__Rincian Tugas__
Temukan lalu salin setiap baris catatan di bawah yang memuat kata "twig". Huruf besar dan huruf kecil dibedakan.

----- Data -----

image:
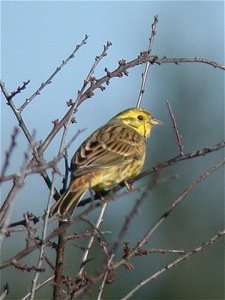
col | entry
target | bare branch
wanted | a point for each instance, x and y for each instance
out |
(91, 241)
(179, 137)
(147, 65)
(8, 153)
(49, 80)
(153, 228)
(177, 261)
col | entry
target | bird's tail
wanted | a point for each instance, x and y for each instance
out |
(65, 206)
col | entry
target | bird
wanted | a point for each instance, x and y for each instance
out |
(111, 155)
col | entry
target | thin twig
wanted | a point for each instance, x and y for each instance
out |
(91, 241)
(44, 234)
(49, 80)
(7, 207)
(178, 135)
(79, 100)
(5, 292)
(177, 261)
(153, 228)
(40, 285)
(147, 65)
(8, 153)
(108, 267)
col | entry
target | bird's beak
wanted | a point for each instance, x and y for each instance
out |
(155, 122)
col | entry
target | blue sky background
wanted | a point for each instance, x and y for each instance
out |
(37, 36)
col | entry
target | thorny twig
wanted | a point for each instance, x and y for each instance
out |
(153, 228)
(178, 136)
(91, 241)
(44, 234)
(147, 65)
(8, 153)
(190, 253)
(49, 80)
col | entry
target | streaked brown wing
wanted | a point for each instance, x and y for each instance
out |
(112, 144)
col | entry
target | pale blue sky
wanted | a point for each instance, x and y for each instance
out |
(37, 36)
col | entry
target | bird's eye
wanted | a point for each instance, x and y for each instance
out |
(140, 117)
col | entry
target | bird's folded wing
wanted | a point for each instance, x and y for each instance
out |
(108, 146)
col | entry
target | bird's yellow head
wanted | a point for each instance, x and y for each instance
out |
(139, 119)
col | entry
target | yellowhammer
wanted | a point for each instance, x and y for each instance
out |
(114, 153)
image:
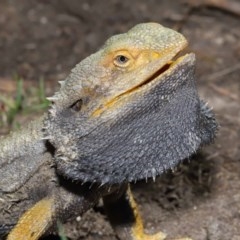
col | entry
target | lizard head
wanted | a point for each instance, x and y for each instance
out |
(121, 114)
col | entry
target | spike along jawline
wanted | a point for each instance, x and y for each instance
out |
(139, 114)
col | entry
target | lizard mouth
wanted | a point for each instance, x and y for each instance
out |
(161, 72)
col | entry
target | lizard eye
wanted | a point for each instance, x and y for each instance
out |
(121, 61)
(76, 106)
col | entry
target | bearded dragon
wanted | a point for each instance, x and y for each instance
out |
(130, 111)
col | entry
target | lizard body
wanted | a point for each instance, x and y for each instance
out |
(128, 112)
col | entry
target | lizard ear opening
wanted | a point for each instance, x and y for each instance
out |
(77, 106)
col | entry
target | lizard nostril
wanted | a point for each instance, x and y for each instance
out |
(77, 106)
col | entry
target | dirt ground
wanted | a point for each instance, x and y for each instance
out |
(202, 198)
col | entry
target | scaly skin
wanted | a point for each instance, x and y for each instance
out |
(128, 112)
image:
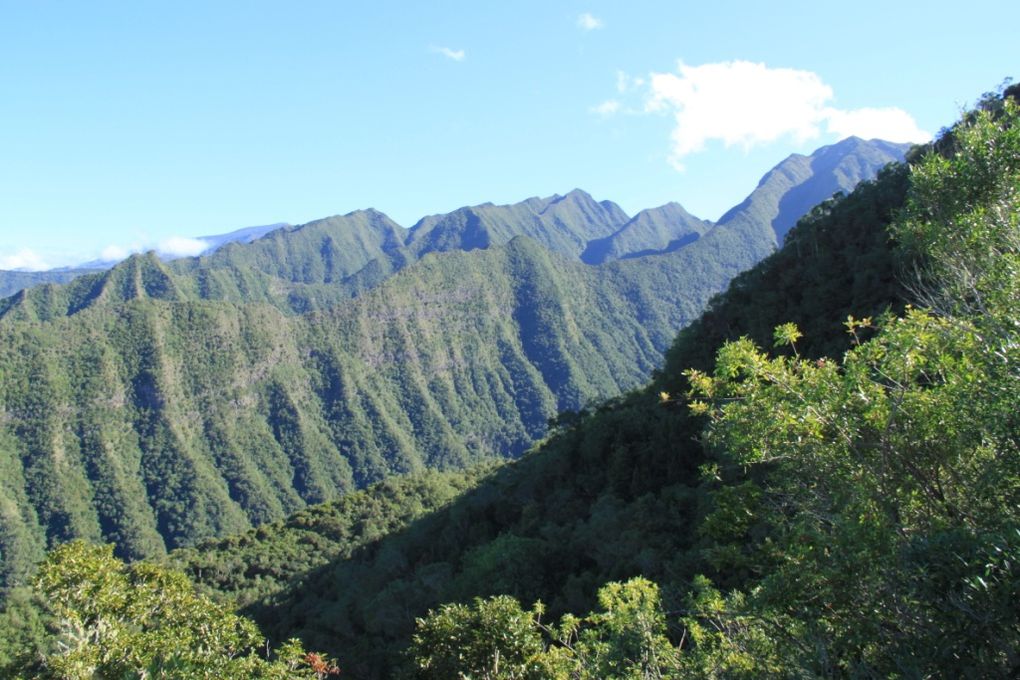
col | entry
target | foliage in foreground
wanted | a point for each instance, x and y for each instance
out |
(112, 620)
(866, 509)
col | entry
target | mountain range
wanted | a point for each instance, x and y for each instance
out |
(157, 404)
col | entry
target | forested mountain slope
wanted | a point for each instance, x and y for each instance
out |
(148, 418)
(881, 485)
(157, 404)
(614, 492)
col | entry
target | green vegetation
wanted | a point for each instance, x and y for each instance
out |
(157, 406)
(613, 493)
(850, 515)
(109, 620)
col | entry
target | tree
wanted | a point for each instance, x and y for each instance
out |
(890, 480)
(144, 621)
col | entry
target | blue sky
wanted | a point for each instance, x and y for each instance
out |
(132, 124)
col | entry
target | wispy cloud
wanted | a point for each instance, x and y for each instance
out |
(747, 104)
(587, 21)
(891, 124)
(607, 108)
(24, 259)
(171, 248)
(182, 247)
(456, 55)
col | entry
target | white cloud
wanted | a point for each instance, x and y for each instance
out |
(588, 22)
(749, 104)
(182, 247)
(891, 124)
(607, 108)
(24, 259)
(170, 247)
(456, 55)
(116, 253)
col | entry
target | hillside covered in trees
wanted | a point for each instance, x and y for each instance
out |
(158, 404)
(823, 480)
(843, 503)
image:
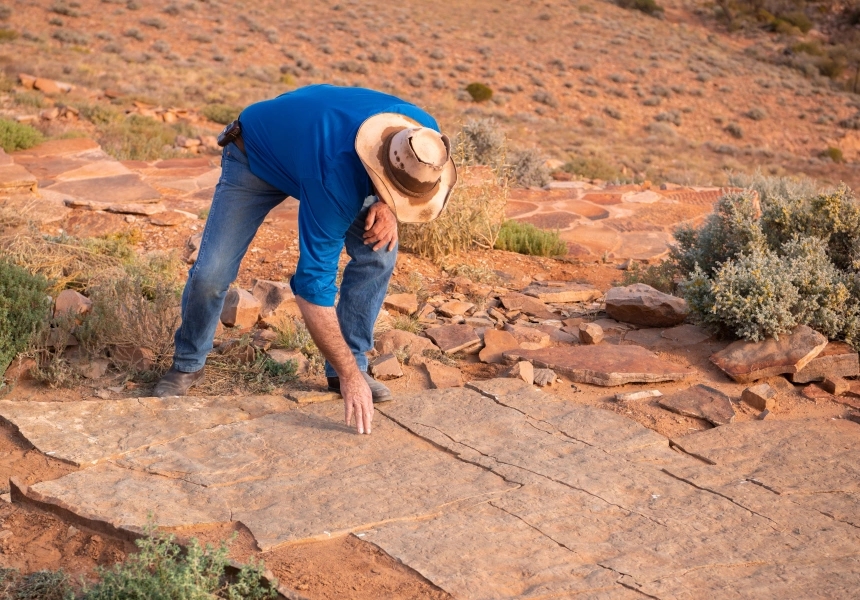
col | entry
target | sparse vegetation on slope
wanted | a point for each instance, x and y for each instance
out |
(18, 136)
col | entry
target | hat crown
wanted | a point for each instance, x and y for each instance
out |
(416, 158)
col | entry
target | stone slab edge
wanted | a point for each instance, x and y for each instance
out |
(22, 494)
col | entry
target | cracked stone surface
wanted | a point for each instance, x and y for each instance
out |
(90, 431)
(262, 473)
(496, 490)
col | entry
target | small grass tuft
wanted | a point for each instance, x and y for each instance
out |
(24, 308)
(18, 136)
(525, 238)
(161, 570)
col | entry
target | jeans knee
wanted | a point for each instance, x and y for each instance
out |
(207, 283)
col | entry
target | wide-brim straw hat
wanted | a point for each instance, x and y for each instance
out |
(410, 165)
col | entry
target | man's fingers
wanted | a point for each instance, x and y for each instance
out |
(347, 405)
(368, 418)
(359, 418)
(371, 219)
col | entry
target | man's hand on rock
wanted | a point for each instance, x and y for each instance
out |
(380, 228)
(357, 402)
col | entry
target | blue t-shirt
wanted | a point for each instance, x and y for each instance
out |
(303, 143)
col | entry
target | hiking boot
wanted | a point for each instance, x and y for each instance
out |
(176, 383)
(379, 392)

-----

__Jawaban Soal__
target | thin twig
target | thorny twig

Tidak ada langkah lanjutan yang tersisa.